SOURCE PASSAGE:

^^^^^^^^

Thanks to a thin handle on either side of the rolling pin, the chef's hands don't have to touch the dough underneath. Rolling out dough isn't a completely hands free task, however. If the dough sticks, the chef will have to sprinkle a little flour on the offending area so the dough easily peels off. Cooks who want to avoid this type of sticking should opt for a rolling pin made of either metal or marble. These can be placed in the freezer for a few minutes to chill before using because they are less likely to stick to the dough when cold. Many marble, glass or silicone ones can be filled with water to keep them cool.
Many chefs prefer a "French" rolling pin, which is one without handles. Proponents of this style claim that it allows them to work the dough more easily. A heavier rolling pin is usually preferred over a lighter pin as it's easier to flatten dough with. Cooks should choose what works best for them, though. The tool should glide easily over the dough and flatten it without a lot of straining and pushing. The handles — if it has them — should fit comfortably in the hands and move freely while the cook rolls the dough.
It is interesting to note that many chefs use a rolling pin for tasks other than rolling dough. For instance, if they want to crush crackers, cookies or nuts, they place the food in a paper bag and beat it with this tool until it's completely crushed. It can also work in the same manner as a meat tenderizer, acting as a hammer to pound thin cuts of meat such as cutlets.
Chefs who are in the market for a rolling pin should take the time to visit a store selling several different models. It's best for the cook to find one that feels comfortable in his or her hands and ask those in charge for recommendations.

^^^^^^^^

SOURCE MATERIAL:
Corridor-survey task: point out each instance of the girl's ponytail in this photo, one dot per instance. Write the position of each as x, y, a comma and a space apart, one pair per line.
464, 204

^^^^^^^^

SHORT PROBLEM:
Condense the rolling pin passage into three sentences.

TASK ANSWER:
The handles on a rolling pin keep the chef's hands off the dough, though sticky spots still need a sprinkle of flour, and metal or marble pins chilled in the freezer are less likely to stick. Many chefs like handle-free "French" pins and heavier pins, but each cook should pick one that glides easily over the dough and feels comfortable in the hands. Rolling pins can also crush crackers, cookies or nuts in a paper bag and pound thin cuts of meat, and buyers should try several models in a store and ask for recommendations.